■ Exercise objective
Extend the blog post below about the Fiestas del Pilar in Zaragoza, picking up after its final sentence.

■ Selected extract
⟨

Neerja en España #6: Fiestas del Pilar
Originally written October 2019
Fiestas del Pilar, commonly called “pilares” is an ~11 day long citywide festival in Zaragoza. For these 11 days, there are concerts and events from 8 am to early into the next morning (basically 8 am to 7 am). The biggest event happened towards the end, on Saturday 12/10 (look at me using European dates now - that’s October 12) with the ofrenda de flores, but there were countless social, religious and cultural events throughout.
I’ve never experienced anything similar in the US. Let me start by describing the city of Zaragoza a bit more, to situate pilares: Zaragoza seems to be optimized for socialization. One central tram line runs down the city, and along it, there are endless plazas surrounded by restaurants with ample outdoor seating. You can walk through the main center of the city in about 20 minutes. One major plaza, Plaza España, leads into the casco antiguo, or old town, known for its narrow, windy streets full of tapas bars. There are very few tourist attractions in this city - it’s all about the locals.
Except maybe this weekend, when hordes of people from the surrounding region of Aragon, and also Madrid, Barcelona, la Rioja and other places, came down for pilares. Pilares was a much bigger and culturally-rich version of Green Key, Dartmouth’s spring music festival, or any other music festival I’ve been to in the states. Instead of being 3 days, it was 11. Instead of being limited to a college campus, it was in the whole city, and you could walk for 45 mins through Zaragoza and hear different concerts throughout the whole walk.

⟩

■ Provided information
⟨

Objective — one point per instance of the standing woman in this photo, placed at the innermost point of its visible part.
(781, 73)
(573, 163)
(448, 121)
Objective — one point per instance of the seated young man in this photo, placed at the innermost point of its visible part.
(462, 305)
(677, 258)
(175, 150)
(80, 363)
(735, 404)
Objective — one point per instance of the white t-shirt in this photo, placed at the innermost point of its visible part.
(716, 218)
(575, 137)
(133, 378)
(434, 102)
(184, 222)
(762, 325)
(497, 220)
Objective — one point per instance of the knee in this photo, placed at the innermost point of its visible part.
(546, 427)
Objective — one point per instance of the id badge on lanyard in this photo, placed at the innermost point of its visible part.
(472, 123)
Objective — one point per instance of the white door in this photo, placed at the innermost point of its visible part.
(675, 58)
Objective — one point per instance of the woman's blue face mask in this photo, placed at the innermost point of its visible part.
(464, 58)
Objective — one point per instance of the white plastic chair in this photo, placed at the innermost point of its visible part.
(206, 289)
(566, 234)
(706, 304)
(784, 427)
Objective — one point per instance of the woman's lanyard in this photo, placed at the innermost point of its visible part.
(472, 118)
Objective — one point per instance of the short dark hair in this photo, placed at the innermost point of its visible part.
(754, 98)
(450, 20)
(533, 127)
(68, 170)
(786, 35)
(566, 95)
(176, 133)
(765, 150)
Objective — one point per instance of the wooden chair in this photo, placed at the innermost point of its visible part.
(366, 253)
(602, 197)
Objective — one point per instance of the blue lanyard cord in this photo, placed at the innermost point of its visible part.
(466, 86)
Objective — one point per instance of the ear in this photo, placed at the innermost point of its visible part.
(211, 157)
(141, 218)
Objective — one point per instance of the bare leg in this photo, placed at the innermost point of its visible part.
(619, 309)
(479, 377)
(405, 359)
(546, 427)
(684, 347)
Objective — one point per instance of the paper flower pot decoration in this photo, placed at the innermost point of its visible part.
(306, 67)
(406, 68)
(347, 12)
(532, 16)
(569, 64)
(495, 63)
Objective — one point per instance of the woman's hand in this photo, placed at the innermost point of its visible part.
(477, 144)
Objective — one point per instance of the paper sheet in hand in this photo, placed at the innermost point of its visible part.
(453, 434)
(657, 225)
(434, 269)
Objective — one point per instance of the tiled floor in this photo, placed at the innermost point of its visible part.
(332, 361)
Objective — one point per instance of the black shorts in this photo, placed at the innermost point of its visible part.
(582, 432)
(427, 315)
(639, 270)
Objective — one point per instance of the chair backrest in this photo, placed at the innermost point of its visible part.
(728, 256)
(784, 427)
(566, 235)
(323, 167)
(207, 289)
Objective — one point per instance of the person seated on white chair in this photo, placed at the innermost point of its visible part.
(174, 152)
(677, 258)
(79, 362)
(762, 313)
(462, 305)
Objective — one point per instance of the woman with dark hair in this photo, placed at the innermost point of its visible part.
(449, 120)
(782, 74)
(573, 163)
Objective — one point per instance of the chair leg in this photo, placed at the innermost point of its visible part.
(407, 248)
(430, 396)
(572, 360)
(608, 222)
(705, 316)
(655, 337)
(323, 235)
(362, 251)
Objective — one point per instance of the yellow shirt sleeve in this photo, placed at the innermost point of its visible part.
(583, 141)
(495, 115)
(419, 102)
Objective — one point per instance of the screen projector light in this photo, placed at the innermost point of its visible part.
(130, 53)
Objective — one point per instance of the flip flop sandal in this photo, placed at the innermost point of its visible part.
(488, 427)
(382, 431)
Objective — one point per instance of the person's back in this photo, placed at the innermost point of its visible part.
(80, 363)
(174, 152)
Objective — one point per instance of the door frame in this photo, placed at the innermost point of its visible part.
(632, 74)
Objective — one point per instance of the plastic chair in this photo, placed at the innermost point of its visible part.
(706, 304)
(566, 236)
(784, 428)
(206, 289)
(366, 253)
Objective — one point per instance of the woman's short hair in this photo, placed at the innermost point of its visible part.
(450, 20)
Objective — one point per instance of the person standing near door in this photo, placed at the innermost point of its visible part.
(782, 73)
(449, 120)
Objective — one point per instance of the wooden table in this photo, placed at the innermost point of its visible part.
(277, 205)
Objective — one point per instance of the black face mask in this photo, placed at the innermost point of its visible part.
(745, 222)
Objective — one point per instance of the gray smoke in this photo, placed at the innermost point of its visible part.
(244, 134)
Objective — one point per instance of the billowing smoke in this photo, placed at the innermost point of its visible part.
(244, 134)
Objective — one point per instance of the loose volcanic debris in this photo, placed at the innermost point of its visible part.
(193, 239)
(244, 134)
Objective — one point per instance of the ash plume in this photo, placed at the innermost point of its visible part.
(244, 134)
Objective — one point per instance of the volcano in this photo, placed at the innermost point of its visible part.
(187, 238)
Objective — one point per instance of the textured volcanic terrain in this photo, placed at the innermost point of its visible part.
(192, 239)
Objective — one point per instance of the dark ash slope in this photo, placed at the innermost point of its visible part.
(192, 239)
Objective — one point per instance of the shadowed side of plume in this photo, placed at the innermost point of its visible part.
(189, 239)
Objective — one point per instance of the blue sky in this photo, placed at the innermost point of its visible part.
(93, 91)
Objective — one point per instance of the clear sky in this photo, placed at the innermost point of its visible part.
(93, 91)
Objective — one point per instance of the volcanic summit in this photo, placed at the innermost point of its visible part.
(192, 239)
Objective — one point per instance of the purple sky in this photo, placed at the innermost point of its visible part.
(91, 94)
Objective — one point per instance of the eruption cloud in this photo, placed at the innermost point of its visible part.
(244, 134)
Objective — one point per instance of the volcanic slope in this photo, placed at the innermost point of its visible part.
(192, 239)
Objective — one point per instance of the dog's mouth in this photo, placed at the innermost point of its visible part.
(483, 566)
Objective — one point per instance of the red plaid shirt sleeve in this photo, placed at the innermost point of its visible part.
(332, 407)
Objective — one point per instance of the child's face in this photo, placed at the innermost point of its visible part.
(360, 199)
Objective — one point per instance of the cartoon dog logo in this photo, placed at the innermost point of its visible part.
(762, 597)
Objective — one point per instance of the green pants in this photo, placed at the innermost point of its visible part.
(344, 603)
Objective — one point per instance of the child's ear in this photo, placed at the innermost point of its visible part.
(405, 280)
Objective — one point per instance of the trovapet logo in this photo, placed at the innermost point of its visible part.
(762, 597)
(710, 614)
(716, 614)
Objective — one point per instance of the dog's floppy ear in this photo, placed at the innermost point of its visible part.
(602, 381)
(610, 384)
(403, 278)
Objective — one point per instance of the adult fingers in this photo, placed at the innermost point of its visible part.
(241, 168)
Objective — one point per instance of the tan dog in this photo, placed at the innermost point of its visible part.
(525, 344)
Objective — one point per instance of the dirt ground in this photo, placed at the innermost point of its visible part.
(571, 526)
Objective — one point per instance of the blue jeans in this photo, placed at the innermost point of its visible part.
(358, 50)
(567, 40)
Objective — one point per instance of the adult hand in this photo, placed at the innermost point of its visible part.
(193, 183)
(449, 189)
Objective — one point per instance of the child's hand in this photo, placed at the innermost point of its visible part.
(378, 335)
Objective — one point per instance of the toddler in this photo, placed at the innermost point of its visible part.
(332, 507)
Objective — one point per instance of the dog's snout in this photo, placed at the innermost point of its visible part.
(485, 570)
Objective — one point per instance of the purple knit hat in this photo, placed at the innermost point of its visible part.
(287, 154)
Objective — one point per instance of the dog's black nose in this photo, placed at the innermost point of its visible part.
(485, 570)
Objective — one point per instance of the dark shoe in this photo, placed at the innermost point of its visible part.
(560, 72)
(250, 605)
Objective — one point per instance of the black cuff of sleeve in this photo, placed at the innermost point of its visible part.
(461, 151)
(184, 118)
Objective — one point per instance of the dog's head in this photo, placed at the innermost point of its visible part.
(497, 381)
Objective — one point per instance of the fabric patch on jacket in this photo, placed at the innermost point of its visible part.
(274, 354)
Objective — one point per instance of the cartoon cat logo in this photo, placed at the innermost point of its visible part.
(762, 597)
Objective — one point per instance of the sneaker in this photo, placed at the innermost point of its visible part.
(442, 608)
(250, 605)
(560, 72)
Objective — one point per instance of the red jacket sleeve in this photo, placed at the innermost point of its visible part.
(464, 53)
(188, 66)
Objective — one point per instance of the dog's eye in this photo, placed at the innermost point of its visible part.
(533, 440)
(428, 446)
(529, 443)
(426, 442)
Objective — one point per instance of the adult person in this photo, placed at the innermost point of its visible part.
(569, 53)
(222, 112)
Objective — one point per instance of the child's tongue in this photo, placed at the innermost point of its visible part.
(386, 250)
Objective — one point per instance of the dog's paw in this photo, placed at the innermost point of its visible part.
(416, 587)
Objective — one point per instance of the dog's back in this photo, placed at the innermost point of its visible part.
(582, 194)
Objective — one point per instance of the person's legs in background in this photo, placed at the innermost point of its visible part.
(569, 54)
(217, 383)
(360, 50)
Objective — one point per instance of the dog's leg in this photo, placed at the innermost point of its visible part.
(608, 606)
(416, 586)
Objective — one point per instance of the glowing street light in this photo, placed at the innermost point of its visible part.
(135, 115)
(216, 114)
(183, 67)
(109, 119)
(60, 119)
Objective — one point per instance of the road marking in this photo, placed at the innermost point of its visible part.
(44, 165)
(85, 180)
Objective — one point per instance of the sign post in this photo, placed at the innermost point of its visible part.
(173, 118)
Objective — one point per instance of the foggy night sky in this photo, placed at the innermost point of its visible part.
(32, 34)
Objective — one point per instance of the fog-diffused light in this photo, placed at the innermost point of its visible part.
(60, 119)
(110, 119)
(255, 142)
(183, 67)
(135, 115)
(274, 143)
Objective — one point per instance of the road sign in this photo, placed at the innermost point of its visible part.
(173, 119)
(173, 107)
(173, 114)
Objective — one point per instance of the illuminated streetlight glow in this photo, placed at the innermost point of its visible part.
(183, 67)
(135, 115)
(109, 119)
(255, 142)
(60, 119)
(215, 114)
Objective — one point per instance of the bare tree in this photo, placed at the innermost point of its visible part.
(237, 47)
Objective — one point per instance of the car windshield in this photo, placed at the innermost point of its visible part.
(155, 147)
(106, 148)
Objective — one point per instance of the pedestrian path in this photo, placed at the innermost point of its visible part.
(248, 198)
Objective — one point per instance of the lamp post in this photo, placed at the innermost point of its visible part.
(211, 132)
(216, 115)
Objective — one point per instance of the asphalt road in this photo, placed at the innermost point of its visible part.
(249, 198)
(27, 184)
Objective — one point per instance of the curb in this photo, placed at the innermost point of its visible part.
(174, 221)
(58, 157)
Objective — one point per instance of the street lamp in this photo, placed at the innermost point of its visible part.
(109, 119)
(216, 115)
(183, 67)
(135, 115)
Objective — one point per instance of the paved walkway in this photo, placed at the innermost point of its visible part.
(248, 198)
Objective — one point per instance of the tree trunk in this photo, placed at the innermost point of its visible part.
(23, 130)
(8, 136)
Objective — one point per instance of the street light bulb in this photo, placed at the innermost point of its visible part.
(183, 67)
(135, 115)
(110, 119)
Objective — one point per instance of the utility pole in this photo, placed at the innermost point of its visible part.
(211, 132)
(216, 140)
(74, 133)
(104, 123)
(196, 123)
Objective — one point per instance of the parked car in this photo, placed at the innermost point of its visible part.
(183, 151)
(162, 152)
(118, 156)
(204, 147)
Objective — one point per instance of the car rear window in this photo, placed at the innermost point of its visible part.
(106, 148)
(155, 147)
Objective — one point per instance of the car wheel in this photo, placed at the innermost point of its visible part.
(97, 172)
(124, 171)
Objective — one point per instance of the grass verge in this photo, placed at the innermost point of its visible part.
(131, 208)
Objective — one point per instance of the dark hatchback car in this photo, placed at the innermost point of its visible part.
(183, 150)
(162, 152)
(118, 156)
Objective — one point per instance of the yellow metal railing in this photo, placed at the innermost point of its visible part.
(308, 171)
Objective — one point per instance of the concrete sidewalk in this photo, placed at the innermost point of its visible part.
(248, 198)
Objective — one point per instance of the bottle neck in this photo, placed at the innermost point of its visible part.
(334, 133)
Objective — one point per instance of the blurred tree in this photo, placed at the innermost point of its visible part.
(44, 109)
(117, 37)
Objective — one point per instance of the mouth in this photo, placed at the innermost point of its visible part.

⟩

■ Answer for this exercise
Instead of just college students celebrating, it was everyone. Entire families, elderly people, literal babies with their parents, college students, people of various ability levels, actually everyone. I loved how so many more partook in Pilar than I normally see when I went to bars/clubs in the US. (This pattern holds for bars in general in Spain - it’s normal for whole families to go out together, young children included.) The amount of people that came out and filled the plazas was genuinely amazing. It was also funny to literally see a beer bottle on the ground next to a child in a stroller. Probably a consequence of people being around alcohol literally since infancy, the people here actually seem to party much more responsibly than I’m used to at Dartmouth. I expected everyone partying all the time to be gross, but I didn’t see any excessive trash on the ground or vomit or anything like that.
So, some highlights of Pilar:
First weekend: checked out some concerts and went to a food/music festival close to the city center.
During the week: Went to more concerts, hung out in the plaza, etc, but mostly tried to conserve my energy. One valuable thing I did take away from Dartmouth is to treat festivals like a marathon, not a sprint.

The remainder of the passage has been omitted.